Please count how many lines in the items below contain the string "wooden", matching case exactly, and reply with that number alone.

§ **INFORMATION SHOWN**:

━━━━━━━━

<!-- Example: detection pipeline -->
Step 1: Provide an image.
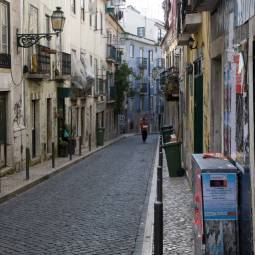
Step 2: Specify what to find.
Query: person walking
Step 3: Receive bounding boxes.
[140,117,149,143]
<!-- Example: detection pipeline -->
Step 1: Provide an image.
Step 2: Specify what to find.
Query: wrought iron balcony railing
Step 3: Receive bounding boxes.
[140,83,148,94]
[106,44,117,62]
[156,58,165,69]
[55,52,71,79]
[137,58,148,69]
[95,78,105,96]
[0,53,11,68]
[28,45,51,79]
[107,86,116,102]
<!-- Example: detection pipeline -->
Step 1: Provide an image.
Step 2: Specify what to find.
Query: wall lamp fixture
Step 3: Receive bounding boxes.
[16,7,65,48]
[188,37,197,50]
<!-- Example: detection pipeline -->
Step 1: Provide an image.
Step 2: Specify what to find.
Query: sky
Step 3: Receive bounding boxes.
[126,0,164,21]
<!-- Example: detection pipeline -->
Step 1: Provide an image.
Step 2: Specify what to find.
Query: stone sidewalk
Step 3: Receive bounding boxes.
[163,155,193,255]
[0,134,129,203]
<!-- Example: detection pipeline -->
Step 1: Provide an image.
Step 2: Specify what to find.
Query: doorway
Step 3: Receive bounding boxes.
[210,56,223,152]
[47,98,52,153]
[81,106,85,145]
[0,93,7,168]
[194,59,203,153]
[31,100,40,158]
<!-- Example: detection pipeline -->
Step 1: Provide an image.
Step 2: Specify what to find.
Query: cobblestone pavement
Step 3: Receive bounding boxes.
[0,136,158,255]
[163,156,193,255]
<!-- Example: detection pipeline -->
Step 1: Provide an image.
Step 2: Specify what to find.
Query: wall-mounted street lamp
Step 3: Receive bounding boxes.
[17,7,65,48]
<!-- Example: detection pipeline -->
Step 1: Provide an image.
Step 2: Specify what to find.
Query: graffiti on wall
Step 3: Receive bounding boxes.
[235,0,255,26]
[224,49,249,164]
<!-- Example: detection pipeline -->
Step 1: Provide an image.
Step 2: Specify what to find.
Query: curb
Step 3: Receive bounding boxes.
[141,136,159,255]
[0,134,132,204]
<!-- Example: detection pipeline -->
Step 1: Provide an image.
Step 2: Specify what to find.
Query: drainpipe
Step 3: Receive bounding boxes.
[248,18,255,253]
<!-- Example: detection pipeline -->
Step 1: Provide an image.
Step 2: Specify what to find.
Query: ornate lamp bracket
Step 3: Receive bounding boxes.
[17,30,58,48]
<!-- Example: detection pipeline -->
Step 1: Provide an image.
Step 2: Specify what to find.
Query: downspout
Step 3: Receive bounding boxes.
[248,18,255,253]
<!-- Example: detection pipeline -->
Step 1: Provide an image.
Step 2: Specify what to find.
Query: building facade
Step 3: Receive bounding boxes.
[122,6,165,131]
[0,1,23,170]
[105,1,124,139]
[0,0,123,170]
[162,0,255,254]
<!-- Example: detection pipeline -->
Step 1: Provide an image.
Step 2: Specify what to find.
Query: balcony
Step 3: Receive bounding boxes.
[177,34,190,46]
[27,45,51,80]
[156,58,165,69]
[107,86,116,103]
[163,66,179,101]
[127,87,136,98]
[0,53,11,68]
[137,58,148,70]
[95,78,105,97]
[117,50,123,65]
[54,52,71,81]
[191,0,219,12]
[106,44,117,63]
[139,83,148,95]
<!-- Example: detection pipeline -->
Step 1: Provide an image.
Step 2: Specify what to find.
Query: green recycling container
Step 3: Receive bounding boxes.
[162,129,173,144]
[96,128,104,146]
[163,142,184,177]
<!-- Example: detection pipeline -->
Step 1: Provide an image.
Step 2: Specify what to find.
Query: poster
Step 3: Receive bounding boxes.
[202,173,237,220]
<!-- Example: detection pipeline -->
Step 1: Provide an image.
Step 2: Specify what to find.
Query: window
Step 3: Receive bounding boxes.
[28,5,39,34]
[149,50,153,63]
[81,0,85,21]
[45,15,50,48]
[129,44,134,58]
[137,27,145,37]
[71,0,76,14]
[139,48,143,58]
[0,2,9,54]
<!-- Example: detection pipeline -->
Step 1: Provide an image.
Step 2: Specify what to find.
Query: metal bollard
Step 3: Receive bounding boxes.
[79,136,82,156]
[154,201,163,255]
[157,166,163,202]
[68,139,72,160]
[26,148,30,180]
[51,142,55,168]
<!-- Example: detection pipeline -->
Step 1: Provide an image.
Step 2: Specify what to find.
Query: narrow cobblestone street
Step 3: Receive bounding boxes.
[0,136,157,255]
[163,156,193,255]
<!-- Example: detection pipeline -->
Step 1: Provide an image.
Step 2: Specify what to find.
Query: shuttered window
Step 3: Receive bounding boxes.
[0,1,9,54]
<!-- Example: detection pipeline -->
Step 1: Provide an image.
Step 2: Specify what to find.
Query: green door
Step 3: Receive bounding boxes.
[194,61,203,153]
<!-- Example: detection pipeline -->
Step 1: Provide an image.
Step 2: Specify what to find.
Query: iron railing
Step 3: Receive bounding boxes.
[137,58,148,69]
[106,44,117,61]
[0,53,11,68]
[29,45,51,74]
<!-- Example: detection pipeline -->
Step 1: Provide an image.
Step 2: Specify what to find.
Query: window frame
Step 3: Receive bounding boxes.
[137,27,145,37]
[129,44,135,58]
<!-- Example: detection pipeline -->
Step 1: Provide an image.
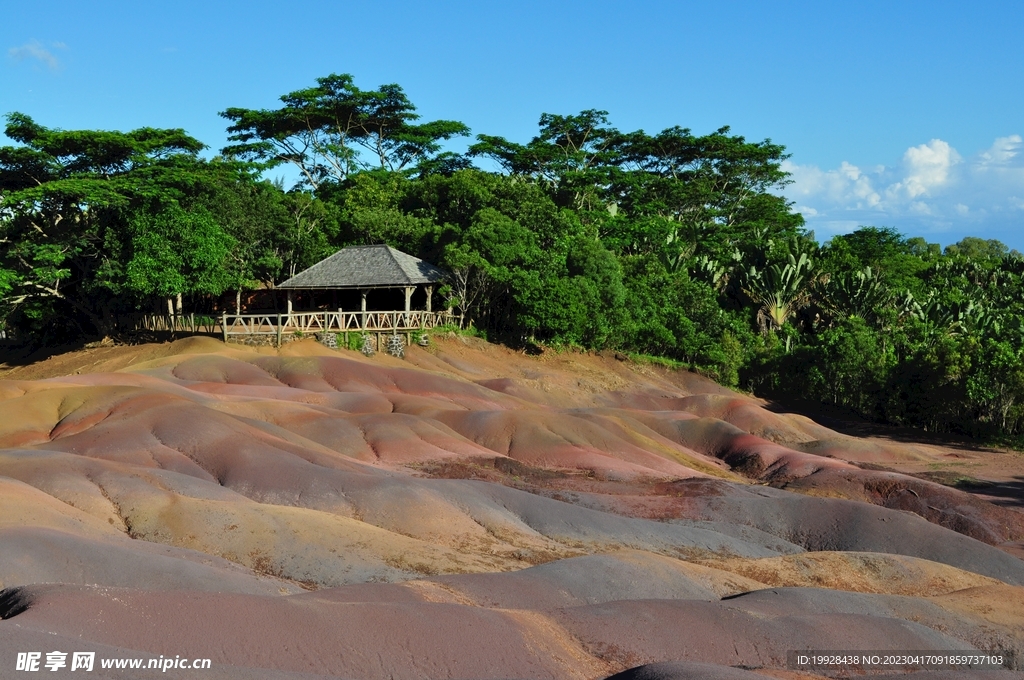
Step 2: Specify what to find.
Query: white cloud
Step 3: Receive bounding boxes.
[782,134,1024,244]
[894,139,962,199]
[7,40,68,71]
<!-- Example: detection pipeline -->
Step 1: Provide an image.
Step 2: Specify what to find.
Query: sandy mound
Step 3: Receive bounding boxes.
[0,338,1024,679]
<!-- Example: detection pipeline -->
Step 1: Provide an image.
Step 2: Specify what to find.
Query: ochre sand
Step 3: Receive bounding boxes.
[0,337,1024,680]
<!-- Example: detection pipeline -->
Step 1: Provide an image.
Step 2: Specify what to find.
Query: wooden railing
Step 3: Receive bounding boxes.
[220,311,455,343]
[117,313,220,335]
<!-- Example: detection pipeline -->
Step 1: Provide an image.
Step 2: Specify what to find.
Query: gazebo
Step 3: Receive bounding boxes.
[221,246,452,348]
[278,246,445,314]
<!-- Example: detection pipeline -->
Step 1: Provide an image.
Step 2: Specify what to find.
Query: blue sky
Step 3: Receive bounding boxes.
[0,0,1024,250]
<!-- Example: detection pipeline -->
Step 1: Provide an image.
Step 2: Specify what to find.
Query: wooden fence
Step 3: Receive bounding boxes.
[220,311,455,346]
[118,313,220,335]
[111,310,456,346]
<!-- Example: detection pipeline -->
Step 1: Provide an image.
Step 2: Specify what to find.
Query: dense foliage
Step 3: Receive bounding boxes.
[0,75,1024,436]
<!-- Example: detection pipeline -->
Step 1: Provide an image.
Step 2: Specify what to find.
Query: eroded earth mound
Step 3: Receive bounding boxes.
[0,337,1024,680]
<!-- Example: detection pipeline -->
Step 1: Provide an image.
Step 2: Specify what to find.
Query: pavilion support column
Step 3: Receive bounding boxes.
[278,289,295,337]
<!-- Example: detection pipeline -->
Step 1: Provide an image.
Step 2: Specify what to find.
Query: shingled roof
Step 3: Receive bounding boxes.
[278,246,445,290]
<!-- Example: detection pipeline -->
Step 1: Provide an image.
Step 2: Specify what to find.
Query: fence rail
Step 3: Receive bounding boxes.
[117,313,220,335]
[220,311,455,344]
[110,310,455,345]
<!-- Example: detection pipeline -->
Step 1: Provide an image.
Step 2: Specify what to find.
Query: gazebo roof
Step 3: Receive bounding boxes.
[278,246,445,290]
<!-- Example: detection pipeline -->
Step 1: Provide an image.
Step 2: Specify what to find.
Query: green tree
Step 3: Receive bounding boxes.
[220,74,469,189]
[0,113,218,337]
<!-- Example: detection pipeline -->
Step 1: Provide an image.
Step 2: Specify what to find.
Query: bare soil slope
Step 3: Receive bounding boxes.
[0,337,1024,680]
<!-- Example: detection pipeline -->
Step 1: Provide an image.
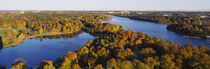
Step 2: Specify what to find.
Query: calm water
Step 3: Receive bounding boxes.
[108,15,210,47]
[0,15,210,67]
[0,32,94,67]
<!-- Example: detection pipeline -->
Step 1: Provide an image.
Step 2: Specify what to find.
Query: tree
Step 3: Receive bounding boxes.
[11,62,26,69]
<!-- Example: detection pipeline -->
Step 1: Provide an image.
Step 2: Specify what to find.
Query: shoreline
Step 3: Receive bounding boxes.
[3,30,81,48]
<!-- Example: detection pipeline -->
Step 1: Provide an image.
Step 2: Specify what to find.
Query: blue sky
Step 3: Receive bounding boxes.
[0,0,210,11]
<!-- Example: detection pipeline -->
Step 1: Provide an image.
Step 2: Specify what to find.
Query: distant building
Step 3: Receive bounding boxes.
[19,11,25,13]
[200,16,208,18]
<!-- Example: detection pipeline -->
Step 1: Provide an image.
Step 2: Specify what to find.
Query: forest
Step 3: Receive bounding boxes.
[112,12,210,37]
[0,12,210,69]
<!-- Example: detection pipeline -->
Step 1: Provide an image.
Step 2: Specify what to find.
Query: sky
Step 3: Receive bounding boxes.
[0,0,210,11]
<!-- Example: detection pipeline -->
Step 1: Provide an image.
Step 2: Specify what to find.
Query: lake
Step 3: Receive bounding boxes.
[107,15,210,47]
[0,15,210,67]
[0,32,95,67]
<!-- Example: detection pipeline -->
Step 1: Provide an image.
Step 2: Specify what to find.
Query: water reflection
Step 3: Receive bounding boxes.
[0,31,95,67]
[107,15,210,47]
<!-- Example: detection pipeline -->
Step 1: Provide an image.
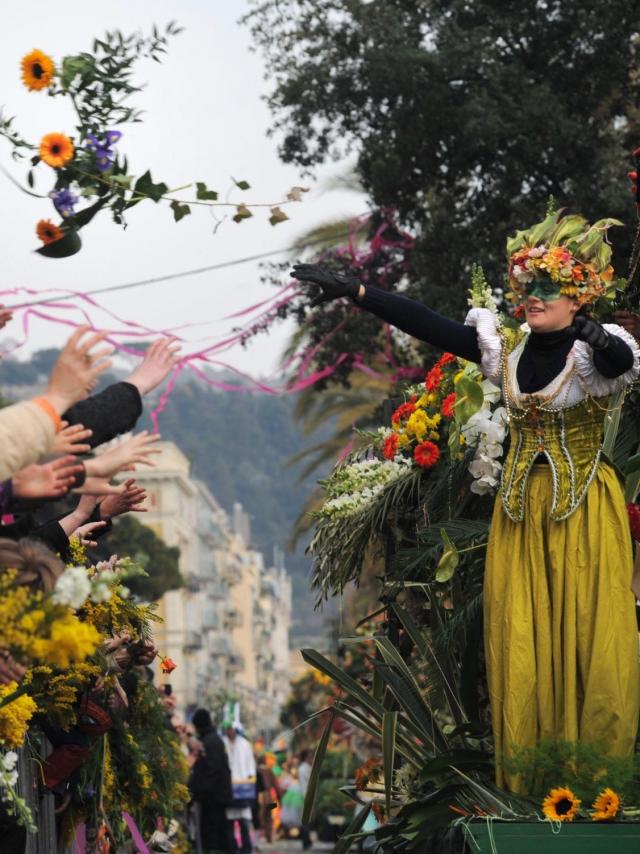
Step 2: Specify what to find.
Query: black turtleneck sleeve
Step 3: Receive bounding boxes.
[356,285,481,363]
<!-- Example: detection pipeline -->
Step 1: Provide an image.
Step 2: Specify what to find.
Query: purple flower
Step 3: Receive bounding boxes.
[85,130,122,172]
[49,187,78,217]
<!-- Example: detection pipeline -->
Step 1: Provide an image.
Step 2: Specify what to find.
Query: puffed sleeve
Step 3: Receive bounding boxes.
[464,308,503,386]
[571,323,640,397]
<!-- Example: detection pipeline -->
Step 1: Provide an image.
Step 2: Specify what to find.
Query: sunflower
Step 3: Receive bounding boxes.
[21,50,56,91]
[591,789,620,821]
[542,788,581,821]
[36,219,64,244]
[40,133,74,169]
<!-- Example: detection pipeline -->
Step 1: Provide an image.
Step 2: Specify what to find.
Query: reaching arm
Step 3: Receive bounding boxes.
[356,285,481,363]
[292,264,482,362]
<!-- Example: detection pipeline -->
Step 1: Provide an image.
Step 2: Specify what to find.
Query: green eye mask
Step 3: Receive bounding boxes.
[525,279,562,302]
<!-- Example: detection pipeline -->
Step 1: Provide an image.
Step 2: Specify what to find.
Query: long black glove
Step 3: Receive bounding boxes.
[291,264,360,308]
[571,316,609,350]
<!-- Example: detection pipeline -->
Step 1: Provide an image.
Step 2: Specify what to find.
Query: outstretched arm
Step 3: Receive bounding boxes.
[292,264,481,362]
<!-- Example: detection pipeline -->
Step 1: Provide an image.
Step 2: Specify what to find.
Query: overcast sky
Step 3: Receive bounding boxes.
[0,0,366,374]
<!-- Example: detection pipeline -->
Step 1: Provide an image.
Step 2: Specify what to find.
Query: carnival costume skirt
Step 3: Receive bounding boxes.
[484,462,640,793]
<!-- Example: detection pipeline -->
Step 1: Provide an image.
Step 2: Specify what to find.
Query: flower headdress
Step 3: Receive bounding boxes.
[507,210,622,305]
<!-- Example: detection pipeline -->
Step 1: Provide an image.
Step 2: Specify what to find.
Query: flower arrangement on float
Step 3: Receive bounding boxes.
[0,30,306,258]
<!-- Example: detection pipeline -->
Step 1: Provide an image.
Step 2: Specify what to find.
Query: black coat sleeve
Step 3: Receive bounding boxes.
[355,285,481,363]
[62,382,142,448]
[593,333,633,379]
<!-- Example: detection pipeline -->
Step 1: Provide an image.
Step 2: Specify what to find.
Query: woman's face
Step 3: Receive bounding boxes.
[524,294,580,332]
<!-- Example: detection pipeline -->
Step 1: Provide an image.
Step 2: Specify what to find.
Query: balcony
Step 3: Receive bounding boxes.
[227,654,244,673]
[182,631,202,652]
[202,608,220,632]
[223,605,243,629]
[207,635,231,658]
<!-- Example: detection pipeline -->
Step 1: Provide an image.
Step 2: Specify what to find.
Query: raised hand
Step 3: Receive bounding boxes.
[52,421,93,454]
[571,315,609,350]
[71,522,107,548]
[72,477,124,498]
[85,430,160,478]
[44,326,113,414]
[100,478,147,521]
[11,456,82,500]
[291,264,360,308]
[125,338,180,395]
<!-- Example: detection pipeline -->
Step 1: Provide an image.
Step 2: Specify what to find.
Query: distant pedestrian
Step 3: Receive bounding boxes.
[298,750,311,851]
[189,709,235,854]
[224,721,256,854]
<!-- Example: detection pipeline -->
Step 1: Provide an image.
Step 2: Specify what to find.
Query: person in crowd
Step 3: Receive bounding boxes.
[189,709,235,854]
[298,750,311,851]
[293,211,640,793]
[223,721,256,854]
[257,750,278,843]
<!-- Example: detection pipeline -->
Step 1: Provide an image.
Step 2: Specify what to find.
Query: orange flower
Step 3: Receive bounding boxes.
[413,442,440,469]
[40,133,75,169]
[442,391,456,418]
[36,219,64,244]
[424,365,444,391]
[382,433,398,460]
[542,786,581,821]
[436,353,456,368]
[391,401,416,424]
[21,50,56,91]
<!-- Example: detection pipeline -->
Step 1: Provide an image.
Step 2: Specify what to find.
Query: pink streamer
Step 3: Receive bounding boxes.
[122,812,149,854]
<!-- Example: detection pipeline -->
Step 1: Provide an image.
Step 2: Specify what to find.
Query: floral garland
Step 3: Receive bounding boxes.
[0,31,307,258]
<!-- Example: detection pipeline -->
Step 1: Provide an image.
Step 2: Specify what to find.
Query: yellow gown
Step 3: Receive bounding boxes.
[467,309,640,793]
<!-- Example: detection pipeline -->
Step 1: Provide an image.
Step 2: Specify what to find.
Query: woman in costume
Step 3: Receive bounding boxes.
[293,212,640,792]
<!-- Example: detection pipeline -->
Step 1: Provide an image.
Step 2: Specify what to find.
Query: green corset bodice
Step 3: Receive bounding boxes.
[500,397,609,522]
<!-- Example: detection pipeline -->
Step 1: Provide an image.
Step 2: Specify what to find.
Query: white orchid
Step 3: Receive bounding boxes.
[52,566,91,610]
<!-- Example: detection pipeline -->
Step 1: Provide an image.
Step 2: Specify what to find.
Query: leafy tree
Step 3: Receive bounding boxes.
[101,515,183,602]
[245,0,640,324]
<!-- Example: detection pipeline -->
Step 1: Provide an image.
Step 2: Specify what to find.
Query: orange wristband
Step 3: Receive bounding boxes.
[31,397,62,433]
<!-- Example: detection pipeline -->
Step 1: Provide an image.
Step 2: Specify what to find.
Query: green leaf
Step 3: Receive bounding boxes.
[436,528,460,584]
[171,200,191,222]
[36,230,82,258]
[127,169,169,208]
[269,207,289,225]
[196,181,218,202]
[420,748,493,783]
[382,712,398,815]
[233,204,253,222]
[454,377,484,425]
[300,649,384,721]
[302,712,335,824]
[332,804,371,854]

━━━━━━━━

§ **FULL ANSWER**: 2